* [Task details]:
Identify each line in the data below that contains the word "capri", and copy those lines out in full.

[Position identification data]
····················

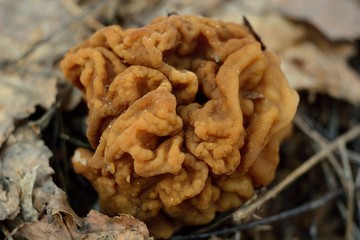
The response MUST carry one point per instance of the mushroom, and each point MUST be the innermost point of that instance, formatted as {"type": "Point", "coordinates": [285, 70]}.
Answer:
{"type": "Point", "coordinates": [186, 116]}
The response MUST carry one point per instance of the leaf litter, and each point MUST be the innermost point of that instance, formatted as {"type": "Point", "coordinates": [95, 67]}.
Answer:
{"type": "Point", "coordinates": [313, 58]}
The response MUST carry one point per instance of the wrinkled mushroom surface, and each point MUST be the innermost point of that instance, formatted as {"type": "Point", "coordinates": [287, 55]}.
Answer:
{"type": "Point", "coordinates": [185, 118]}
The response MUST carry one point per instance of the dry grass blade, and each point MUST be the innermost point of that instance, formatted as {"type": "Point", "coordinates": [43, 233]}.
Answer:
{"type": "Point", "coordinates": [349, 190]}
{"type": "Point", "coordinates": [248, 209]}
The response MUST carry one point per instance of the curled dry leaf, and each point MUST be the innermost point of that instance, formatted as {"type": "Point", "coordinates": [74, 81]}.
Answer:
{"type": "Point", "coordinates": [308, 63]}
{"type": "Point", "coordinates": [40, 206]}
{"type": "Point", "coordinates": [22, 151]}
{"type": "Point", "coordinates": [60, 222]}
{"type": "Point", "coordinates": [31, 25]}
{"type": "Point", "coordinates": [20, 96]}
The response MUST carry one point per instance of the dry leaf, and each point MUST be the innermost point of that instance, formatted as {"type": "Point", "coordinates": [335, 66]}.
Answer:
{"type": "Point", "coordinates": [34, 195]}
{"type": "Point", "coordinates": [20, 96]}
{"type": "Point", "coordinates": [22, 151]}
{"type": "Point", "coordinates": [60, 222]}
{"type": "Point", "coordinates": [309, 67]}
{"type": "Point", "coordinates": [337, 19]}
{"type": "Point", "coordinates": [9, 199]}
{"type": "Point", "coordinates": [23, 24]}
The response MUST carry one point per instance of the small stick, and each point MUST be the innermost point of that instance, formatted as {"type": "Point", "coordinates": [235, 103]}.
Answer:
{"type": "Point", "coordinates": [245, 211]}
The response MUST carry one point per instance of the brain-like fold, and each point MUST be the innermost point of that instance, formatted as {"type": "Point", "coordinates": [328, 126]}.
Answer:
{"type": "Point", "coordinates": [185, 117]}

····················

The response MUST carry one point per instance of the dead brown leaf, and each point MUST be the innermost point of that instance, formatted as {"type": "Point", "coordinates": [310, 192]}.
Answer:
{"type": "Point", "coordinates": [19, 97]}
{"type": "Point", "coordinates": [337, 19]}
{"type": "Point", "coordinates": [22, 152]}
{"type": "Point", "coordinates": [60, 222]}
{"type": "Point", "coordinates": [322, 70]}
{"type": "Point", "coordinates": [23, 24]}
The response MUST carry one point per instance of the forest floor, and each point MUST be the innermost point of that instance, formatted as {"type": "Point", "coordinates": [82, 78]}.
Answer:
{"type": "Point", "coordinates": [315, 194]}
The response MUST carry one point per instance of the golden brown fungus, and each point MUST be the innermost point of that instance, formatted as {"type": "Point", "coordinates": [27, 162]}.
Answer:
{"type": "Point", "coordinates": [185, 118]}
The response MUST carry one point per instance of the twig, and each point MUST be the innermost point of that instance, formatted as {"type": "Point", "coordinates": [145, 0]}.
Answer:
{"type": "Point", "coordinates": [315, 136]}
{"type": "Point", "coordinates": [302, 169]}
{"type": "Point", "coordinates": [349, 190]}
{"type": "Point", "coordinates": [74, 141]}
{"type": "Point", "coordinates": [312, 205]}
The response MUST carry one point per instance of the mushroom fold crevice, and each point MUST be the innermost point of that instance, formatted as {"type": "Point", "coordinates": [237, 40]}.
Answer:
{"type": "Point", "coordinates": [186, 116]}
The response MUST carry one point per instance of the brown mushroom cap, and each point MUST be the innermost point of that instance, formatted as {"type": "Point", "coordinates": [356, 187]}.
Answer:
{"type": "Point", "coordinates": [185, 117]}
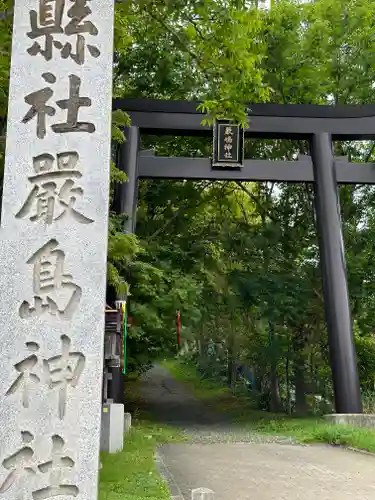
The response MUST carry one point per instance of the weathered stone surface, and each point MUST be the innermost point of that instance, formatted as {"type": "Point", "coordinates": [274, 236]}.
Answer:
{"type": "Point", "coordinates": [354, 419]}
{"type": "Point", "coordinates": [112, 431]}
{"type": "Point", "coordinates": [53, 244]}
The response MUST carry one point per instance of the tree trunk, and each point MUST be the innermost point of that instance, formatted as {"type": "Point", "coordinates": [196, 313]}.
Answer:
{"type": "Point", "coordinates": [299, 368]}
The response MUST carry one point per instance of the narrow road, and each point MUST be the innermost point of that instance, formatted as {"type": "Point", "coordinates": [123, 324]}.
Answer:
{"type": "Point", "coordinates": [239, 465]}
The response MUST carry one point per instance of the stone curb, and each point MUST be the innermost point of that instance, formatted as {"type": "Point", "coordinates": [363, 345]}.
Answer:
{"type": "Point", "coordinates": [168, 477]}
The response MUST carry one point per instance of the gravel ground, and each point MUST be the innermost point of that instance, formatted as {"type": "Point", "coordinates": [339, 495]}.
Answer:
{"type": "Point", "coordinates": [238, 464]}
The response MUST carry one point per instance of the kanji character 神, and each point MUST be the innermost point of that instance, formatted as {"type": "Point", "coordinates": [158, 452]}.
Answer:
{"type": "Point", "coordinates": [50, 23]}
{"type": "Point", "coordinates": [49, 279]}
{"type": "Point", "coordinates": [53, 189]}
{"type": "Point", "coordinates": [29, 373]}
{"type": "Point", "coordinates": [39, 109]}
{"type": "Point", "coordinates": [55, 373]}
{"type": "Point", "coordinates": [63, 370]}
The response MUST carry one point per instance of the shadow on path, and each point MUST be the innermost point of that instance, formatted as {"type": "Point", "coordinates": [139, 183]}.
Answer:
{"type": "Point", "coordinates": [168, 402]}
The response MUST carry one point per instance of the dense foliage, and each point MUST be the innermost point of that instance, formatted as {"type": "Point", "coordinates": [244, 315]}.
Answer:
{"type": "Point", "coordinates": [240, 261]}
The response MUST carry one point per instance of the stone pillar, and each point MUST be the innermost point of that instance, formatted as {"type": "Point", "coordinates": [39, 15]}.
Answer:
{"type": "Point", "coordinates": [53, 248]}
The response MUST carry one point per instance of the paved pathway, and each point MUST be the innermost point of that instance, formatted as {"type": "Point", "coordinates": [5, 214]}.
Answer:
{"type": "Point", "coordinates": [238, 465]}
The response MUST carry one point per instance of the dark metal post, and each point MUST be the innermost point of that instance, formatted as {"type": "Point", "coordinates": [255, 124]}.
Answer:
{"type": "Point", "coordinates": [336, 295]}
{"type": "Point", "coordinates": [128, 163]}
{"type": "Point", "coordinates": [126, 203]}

····················

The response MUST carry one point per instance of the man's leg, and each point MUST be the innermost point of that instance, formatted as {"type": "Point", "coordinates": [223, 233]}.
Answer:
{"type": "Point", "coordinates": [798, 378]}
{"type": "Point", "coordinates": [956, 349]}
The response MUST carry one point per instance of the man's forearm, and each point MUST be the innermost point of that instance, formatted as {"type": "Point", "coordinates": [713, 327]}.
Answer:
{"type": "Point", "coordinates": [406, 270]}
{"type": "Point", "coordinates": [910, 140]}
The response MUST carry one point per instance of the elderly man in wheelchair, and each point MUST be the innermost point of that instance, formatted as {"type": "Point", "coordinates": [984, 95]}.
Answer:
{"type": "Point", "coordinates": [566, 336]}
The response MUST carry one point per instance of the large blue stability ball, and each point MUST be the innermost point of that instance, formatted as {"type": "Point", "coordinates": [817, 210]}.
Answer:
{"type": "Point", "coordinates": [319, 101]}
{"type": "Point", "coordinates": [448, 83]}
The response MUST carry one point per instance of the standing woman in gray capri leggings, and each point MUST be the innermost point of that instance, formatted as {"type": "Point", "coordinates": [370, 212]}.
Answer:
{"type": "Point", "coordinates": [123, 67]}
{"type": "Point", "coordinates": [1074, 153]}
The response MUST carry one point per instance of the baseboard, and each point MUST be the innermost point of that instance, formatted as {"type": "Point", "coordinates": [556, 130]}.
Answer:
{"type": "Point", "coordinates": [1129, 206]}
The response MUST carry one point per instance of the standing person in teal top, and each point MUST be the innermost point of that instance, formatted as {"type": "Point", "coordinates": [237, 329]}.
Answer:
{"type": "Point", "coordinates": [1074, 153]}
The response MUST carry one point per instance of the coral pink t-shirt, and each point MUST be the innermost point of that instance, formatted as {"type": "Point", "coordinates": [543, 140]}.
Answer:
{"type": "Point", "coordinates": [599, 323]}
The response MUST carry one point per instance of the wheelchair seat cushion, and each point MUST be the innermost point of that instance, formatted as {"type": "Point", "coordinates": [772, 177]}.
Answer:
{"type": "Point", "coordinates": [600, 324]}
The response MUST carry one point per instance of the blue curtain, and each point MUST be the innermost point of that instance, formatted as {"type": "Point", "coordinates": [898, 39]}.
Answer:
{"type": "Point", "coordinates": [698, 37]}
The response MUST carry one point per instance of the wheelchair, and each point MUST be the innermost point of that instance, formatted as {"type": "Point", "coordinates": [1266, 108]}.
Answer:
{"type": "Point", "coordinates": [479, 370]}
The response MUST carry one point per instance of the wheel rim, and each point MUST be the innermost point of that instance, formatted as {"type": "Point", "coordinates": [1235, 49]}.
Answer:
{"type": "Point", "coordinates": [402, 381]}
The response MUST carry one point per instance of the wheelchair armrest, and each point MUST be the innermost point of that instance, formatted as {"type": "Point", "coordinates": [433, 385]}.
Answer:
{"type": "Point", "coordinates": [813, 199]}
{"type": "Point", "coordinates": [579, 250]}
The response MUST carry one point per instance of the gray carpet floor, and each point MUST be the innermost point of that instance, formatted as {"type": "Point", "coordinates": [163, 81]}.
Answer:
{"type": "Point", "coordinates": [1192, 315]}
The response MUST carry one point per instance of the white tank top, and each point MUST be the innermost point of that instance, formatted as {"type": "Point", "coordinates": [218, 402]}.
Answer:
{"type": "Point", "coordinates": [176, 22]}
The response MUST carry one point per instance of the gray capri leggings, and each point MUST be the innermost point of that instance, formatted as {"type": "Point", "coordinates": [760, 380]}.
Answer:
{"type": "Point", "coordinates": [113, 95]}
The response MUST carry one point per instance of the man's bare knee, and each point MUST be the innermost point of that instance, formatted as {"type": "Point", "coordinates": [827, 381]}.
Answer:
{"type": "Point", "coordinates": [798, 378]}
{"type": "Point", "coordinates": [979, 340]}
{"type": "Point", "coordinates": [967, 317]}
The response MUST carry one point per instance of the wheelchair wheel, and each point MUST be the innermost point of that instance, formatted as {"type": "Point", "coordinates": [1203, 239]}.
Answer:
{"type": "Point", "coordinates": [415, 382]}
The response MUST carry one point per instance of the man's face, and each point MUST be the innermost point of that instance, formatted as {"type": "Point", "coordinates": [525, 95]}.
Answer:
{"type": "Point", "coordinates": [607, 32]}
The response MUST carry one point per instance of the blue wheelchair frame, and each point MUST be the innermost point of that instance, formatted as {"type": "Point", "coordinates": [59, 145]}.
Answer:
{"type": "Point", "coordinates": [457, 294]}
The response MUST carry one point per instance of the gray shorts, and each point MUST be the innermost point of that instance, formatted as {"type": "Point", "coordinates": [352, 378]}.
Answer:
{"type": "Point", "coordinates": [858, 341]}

····················

* [Reply]:
The response MUST carry one point per instance of the standing woman in gray capri leggings, and each point MUST be the innermost point of that instance, formatted as {"type": "Point", "coordinates": [370, 212]}.
The response MUST carry one point per instance of the gray capri leggings, and each point MUST be the innermost point of that instance, formatted as {"type": "Point", "coordinates": [760, 380]}.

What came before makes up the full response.